**ABOUT THIS EXERCISE**
Without leaving out a single line, restate the entries below exactly.

**PROVIDED DATA**
★ ★ ★ ★ ★ ★ ★
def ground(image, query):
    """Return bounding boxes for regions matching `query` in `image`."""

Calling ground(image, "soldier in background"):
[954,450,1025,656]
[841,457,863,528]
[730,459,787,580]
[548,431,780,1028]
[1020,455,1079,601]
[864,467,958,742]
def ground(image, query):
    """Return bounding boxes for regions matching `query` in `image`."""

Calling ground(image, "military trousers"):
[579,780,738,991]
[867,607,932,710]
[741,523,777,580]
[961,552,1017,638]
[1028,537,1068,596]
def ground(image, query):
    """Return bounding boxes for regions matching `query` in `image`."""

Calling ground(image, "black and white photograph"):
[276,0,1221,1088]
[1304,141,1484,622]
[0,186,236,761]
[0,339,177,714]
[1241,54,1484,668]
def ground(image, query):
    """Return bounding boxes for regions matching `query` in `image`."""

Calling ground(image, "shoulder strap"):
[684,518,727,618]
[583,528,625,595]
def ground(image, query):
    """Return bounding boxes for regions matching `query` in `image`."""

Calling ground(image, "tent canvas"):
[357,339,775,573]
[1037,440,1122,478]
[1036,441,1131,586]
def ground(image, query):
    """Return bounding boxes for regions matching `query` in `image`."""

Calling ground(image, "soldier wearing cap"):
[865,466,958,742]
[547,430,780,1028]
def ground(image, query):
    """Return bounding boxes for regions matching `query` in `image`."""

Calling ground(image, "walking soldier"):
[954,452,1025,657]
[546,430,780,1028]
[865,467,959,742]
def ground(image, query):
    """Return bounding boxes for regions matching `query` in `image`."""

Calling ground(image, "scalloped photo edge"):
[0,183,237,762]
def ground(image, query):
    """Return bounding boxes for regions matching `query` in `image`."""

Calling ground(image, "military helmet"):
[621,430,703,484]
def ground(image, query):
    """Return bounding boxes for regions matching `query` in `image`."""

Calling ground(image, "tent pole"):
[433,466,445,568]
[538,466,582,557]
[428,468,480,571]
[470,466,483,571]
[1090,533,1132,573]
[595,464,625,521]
★ ★ ★ ★ ★ ★ ★
**EXERCISE RESULT**
def ground(image, query):
    """Return bounding boxes for regions matching `query` in `image`."""

Calling ground(image, "soldier in background"):
[954,450,1025,656]
[841,457,863,528]
[730,459,787,580]
[548,431,780,1028]
[1020,455,1079,601]
[864,467,958,742]
def ground(image, query):
    """Return bounding boxes for regions matching `query` in `image`."""

Calling ground(image, "military trousers"):
[579,780,738,991]
[867,607,932,710]
[741,523,777,580]
[961,552,1017,638]
[1028,537,1068,596]
def ground(image, query):
    """Return bounding boxes for regions matching `query` in `image`."""

Calling ground(image, "black and white photograph"):
[276,0,1221,1088]
[1304,141,1484,622]
[0,186,236,761]
[0,339,177,714]
[1241,54,1484,668]
def ground(image, query):
    """Return bounding boxes for regions matching `query` in `image`."""

Calling ground(image, "shoulder strap"):
[684,518,727,618]
[583,528,625,595]
def ground(image, query):
    """Return bounding boxes for regions matching `query` in `image`."""

Calling ground(image, "tent canvas"):
[357,339,775,573]
[1037,440,1122,478]
[1036,441,1131,586]
def ground(image, query):
    """Return bounding boxes for regions matching `query` in `image`."""

Calling ground(image, "soldier wearing cap"):
[865,466,958,742]
[547,430,780,1028]
def ground(image, query):
    """Return bounding boxes for regions matching `query` in `image`."""

Calling ground(image, "walking soldier"):
[954,452,1025,657]
[546,430,780,1028]
[865,467,959,742]
def ground(image, query):
    """Return bounding boxes for regions matching `query` in `image`."""

Calling ground(image, "scalloped photo edge"):
[0,183,237,762]
def ground(image, query):
    """Return bounding boxes for regions matching `query` in `image`."""

Calling ground(image, "military helmet"):
[621,430,703,484]
def ground(image, query):
    """Return bounding boxes for regions matching `query` in `image`."""

Calling ground(image, "tent pole"):
[433,466,445,568]
[538,466,582,557]
[428,468,480,571]
[470,466,483,571]
[1090,533,1132,573]
[595,464,625,521]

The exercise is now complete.